*WORK TASK*.
Convert the stretch from the line containing "rough mask: <svg" through the line containing "positive clicks: (234, 176)" into a numbered list, leaving out any blank lines.

*ENTRIES SUPPLIED*.

--

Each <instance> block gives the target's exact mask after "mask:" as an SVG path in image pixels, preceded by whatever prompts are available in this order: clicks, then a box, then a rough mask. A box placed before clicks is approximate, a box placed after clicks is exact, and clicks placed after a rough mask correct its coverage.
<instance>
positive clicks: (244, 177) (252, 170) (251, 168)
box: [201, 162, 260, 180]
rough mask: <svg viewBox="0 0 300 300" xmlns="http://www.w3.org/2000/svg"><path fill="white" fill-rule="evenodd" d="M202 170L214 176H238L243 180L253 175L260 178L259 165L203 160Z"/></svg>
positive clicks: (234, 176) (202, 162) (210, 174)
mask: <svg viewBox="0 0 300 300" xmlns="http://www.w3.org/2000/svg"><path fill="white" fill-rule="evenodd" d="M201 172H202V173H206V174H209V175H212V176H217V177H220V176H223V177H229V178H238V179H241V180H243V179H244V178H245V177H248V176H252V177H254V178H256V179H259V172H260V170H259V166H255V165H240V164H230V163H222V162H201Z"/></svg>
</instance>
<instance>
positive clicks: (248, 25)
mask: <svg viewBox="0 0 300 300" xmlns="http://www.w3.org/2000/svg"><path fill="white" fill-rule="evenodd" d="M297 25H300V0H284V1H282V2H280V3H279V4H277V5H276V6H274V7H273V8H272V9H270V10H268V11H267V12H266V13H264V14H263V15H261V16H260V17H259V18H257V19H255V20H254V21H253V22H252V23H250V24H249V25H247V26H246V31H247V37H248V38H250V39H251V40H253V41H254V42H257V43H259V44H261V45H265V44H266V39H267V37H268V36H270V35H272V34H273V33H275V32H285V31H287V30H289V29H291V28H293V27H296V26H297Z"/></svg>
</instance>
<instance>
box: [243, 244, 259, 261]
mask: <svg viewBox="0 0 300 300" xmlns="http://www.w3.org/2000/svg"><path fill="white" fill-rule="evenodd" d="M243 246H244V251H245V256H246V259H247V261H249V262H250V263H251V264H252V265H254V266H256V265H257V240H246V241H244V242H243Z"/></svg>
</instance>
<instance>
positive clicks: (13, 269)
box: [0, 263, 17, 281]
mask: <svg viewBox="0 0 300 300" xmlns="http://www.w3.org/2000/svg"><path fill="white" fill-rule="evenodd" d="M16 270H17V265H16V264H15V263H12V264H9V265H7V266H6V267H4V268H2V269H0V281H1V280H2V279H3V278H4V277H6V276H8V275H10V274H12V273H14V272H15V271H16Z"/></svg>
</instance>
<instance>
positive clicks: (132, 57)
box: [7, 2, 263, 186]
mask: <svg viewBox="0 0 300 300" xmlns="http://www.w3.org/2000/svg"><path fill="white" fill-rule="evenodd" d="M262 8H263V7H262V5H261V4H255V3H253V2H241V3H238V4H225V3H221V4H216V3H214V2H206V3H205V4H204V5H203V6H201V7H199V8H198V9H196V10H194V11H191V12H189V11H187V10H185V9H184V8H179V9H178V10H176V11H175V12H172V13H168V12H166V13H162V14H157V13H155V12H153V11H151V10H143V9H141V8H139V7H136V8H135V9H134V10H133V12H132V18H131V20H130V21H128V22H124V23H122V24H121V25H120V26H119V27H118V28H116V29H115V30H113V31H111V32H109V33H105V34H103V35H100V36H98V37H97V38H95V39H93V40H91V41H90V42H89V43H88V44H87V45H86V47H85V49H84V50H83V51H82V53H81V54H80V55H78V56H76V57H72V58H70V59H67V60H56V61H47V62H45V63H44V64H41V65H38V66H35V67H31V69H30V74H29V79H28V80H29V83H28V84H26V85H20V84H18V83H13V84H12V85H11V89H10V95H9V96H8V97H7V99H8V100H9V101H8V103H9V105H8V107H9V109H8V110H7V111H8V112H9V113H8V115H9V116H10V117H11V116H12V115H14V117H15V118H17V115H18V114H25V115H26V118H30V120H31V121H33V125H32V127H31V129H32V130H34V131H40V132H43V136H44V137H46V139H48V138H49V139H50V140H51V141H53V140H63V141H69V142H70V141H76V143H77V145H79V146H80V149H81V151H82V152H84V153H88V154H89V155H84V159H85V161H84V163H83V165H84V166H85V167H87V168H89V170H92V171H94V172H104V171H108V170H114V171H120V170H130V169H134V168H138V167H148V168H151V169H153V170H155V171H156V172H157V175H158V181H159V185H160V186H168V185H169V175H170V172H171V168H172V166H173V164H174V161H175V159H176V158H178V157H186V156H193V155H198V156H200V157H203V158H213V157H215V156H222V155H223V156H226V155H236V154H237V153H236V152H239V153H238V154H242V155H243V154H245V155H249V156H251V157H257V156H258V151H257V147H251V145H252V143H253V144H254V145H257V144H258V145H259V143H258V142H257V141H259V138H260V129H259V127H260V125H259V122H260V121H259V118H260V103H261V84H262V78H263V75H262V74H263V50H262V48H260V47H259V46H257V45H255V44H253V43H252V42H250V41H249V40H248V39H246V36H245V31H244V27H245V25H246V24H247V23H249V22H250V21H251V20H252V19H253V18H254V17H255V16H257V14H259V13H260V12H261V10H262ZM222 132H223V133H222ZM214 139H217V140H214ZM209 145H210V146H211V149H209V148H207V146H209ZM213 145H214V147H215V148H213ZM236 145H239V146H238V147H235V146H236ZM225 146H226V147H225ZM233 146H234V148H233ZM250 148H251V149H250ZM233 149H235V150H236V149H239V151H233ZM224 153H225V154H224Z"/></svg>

--

*THE ANSWER*.
1. rough mask: <svg viewBox="0 0 300 300" xmlns="http://www.w3.org/2000/svg"><path fill="white" fill-rule="evenodd" d="M202 170L214 176H238L243 180L253 175L260 178L259 165L203 160Z"/></svg>
2. positive clicks: (234, 176) (202, 162) (210, 174)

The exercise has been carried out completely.